# [WRITTEN EXERCISE]
Pick out every line in the entries below that contains the string "strap", and copy each of those lines.

[BEGIN DATASET ROWS]

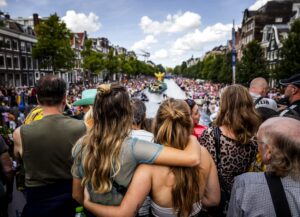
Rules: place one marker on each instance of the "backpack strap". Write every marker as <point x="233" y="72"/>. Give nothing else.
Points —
<point x="279" y="199"/>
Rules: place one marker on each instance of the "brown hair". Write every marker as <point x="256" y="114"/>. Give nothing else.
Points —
<point x="112" y="116"/>
<point x="173" y="125"/>
<point x="237" y="113"/>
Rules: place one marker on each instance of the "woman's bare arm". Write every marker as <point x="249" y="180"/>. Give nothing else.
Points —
<point x="188" y="157"/>
<point x="139" y="188"/>
<point x="211" y="196"/>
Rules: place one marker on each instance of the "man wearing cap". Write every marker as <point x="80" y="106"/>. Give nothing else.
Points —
<point x="292" y="93"/>
<point x="87" y="100"/>
<point x="45" y="148"/>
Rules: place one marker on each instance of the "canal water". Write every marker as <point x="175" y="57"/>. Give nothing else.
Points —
<point x="173" y="91"/>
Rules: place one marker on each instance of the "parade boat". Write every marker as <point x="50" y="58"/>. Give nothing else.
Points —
<point x="158" y="86"/>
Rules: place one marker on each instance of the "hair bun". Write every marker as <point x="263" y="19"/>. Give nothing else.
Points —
<point x="104" y="89"/>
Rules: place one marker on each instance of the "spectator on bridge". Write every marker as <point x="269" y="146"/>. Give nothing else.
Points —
<point x="258" y="90"/>
<point x="229" y="140"/>
<point x="195" y="113"/>
<point x="279" y="144"/>
<point x="175" y="191"/>
<point x="45" y="148"/>
<point x="106" y="157"/>
<point x="292" y="93"/>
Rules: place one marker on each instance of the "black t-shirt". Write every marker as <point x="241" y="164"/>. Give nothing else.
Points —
<point x="292" y="110"/>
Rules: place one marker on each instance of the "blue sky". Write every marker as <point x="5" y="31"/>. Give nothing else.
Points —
<point x="171" y="30"/>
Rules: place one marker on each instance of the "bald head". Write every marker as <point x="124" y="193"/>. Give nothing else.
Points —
<point x="284" y="126"/>
<point x="259" y="86"/>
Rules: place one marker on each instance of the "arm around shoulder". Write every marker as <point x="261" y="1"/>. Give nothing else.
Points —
<point x="211" y="196"/>
<point x="188" y="157"/>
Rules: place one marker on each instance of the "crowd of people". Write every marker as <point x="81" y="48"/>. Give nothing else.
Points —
<point x="94" y="147"/>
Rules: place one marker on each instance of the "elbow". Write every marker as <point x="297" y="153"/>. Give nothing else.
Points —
<point x="77" y="197"/>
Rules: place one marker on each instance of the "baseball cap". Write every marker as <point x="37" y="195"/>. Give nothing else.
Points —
<point x="88" y="98"/>
<point x="294" y="79"/>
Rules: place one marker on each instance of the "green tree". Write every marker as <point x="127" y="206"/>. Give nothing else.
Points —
<point x="53" y="48"/>
<point x="225" y="75"/>
<point x="252" y="64"/>
<point x="207" y="66"/>
<point x="290" y="63"/>
<point x="215" y="69"/>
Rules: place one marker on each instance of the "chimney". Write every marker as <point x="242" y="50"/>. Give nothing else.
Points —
<point x="36" y="20"/>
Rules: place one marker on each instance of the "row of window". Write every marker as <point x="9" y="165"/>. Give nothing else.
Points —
<point x="13" y="44"/>
<point x="16" y="79"/>
<point x="12" y="62"/>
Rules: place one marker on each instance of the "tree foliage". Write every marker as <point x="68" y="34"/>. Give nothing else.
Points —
<point x="53" y="47"/>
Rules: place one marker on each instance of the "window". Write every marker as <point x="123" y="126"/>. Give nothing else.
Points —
<point x="23" y="46"/>
<point x="15" y="45"/>
<point x="9" y="61"/>
<point x="28" y="47"/>
<point x="16" y="62"/>
<point x="8" y="43"/>
<point x="23" y="62"/>
<point x="34" y="64"/>
<point x="2" y="62"/>
<point x="29" y="63"/>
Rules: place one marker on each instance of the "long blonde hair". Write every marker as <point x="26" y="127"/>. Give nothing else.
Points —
<point x="237" y="113"/>
<point x="112" y="116"/>
<point x="173" y="125"/>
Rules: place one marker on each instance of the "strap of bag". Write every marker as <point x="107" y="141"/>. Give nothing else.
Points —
<point x="280" y="202"/>
<point x="217" y="136"/>
<point x="257" y="100"/>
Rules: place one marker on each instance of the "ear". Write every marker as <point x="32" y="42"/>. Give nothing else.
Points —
<point x="268" y="153"/>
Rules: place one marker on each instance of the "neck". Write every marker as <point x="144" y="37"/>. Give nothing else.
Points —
<point x="51" y="110"/>
<point x="136" y="127"/>
<point x="227" y="132"/>
<point x="295" y="98"/>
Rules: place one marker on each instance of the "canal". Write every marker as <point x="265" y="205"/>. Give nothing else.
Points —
<point x="173" y="91"/>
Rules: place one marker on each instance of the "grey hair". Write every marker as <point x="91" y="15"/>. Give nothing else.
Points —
<point x="139" y="111"/>
<point x="285" y="147"/>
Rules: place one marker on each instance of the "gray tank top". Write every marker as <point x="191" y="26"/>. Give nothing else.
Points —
<point x="159" y="211"/>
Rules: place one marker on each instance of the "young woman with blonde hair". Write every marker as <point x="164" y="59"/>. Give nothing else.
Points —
<point x="106" y="157"/>
<point x="229" y="140"/>
<point x="175" y="191"/>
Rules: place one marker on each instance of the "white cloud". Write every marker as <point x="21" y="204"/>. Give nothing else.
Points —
<point x="216" y="33"/>
<point x="160" y="54"/>
<point x="79" y="22"/>
<point x="176" y="23"/>
<point x="144" y="44"/>
<point x="258" y="4"/>
<point x="3" y="3"/>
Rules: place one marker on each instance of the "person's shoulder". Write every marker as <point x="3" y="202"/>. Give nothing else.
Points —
<point x="250" y="178"/>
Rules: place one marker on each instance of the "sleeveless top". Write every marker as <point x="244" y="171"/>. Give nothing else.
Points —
<point x="159" y="211"/>
<point x="133" y="152"/>
<point x="47" y="146"/>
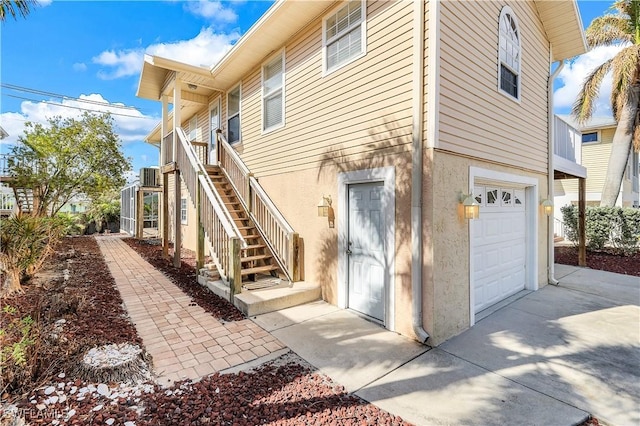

[END DATASET ROWS]

# [FINAL RESULT]
Rules: place one marker on each instance of the "backpack strap". Write every marker as <point x="233" y="72"/>. Give nothing else.
Rules: place one marker on each instance of the "strap of bag". Write every marker as <point x="107" y="141"/>. Give nothing else.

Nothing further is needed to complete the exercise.